══ Records provided

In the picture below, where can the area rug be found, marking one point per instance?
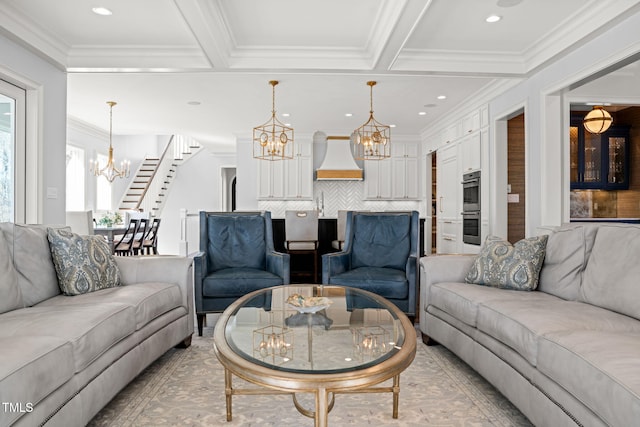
(185, 387)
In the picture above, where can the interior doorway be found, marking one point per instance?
(516, 178)
(228, 191)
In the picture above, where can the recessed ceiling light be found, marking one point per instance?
(103, 11)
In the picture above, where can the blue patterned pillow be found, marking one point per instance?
(83, 263)
(503, 265)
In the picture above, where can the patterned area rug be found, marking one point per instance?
(186, 388)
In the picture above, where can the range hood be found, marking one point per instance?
(338, 163)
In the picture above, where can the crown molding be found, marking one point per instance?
(27, 33)
(592, 19)
(460, 62)
(146, 57)
(87, 128)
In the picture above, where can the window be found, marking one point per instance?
(12, 149)
(75, 178)
(103, 188)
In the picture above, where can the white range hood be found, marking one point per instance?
(338, 163)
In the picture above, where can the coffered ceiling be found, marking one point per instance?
(157, 58)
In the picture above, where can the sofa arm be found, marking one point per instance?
(438, 269)
(335, 263)
(165, 269)
(279, 264)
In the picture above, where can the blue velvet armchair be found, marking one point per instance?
(380, 255)
(236, 257)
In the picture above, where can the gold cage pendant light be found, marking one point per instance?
(110, 171)
(597, 120)
(372, 139)
(273, 140)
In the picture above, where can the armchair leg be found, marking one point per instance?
(427, 340)
(200, 323)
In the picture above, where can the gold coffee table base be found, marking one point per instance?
(323, 404)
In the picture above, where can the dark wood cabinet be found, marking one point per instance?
(599, 161)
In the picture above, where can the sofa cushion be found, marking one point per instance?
(381, 241)
(386, 282)
(461, 300)
(32, 259)
(236, 241)
(593, 364)
(564, 263)
(519, 323)
(503, 265)
(9, 287)
(236, 282)
(91, 329)
(33, 366)
(83, 263)
(149, 300)
(611, 276)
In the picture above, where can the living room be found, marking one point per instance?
(545, 84)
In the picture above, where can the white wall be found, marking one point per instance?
(46, 88)
(545, 135)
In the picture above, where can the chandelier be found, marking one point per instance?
(273, 140)
(110, 171)
(372, 138)
(597, 120)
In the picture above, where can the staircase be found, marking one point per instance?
(150, 186)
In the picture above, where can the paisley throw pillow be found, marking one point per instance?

════

* **Aim of the exercise**
Leave out all images, then reproduce the entries above exactly.

* **Exercise solution**
In the picture below, where can the area rug be found, marking one point per instance?
(185, 387)
In the picture above, where can the interior doorway be found, marking one point per instance?
(516, 178)
(228, 191)
In the picture above, where can the recessed ceiling light be found, marking one point per instance?
(103, 11)
In the picture above, where can the blue patterned pillow be found, marking one point per instance?
(83, 263)
(503, 265)
In the picture above, where can the patterned area rug be found, marking one point per instance?
(186, 388)
In the picture above, where can the range hood be found, marking one point per instance?
(338, 163)
In the picture above, where can the crown molding be found, marking one point per instance?
(27, 33)
(592, 19)
(460, 62)
(146, 57)
(87, 128)
In the picture above, where can the window be found, marking one point per instance?
(12, 149)
(75, 178)
(103, 188)
In the picture above, where can the white range hood be found, marking one point per instance?
(338, 163)
In the picture above, where can the coffered ceiling be found, marking one point per instance?
(157, 58)
In the picture above, where can the sofa arm be found, marking one point per instance?
(438, 269)
(335, 263)
(165, 269)
(279, 264)
In the picture above, where can the blue velvet armchair be found, marking one point per instance?
(380, 255)
(236, 257)
In the picture above, where can the gold cage pendant light be found, marking one point per instance?
(110, 171)
(597, 120)
(372, 139)
(273, 140)
In the picture above, where can the armchair leg be found, marking one point per instance?
(427, 340)
(200, 323)
In the picture above, where can the gold coffee table base be found, marking one point per instance?
(323, 404)
In the picture above, where can the dark wood cabinet be found, marking one point per instance?
(599, 161)
In the picture above, where can the sofa cushion be found, marking one point per instance?
(381, 241)
(386, 282)
(461, 300)
(32, 259)
(236, 241)
(593, 364)
(564, 263)
(519, 323)
(503, 265)
(9, 287)
(236, 282)
(91, 329)
(33, 366)
(83, 263)
(149, 300)
(611, 276)
In the picture above, where can the living room be found, marking one point per instance?
(545, 84)
In the picture above, where can the white wall be found, marking one point per instance?
(46, 88)
(545, 135)
In the picture above, where can the chandelier be found, marking one point per instance?
(273, 140)
(110, 171)
(372, 138)
(597, 120)
In the picture above, where can the staircase be found, marking one point per instance?
(150, 186)
In the picture above, where can the paisley throw pillow be found, marking one point per instance?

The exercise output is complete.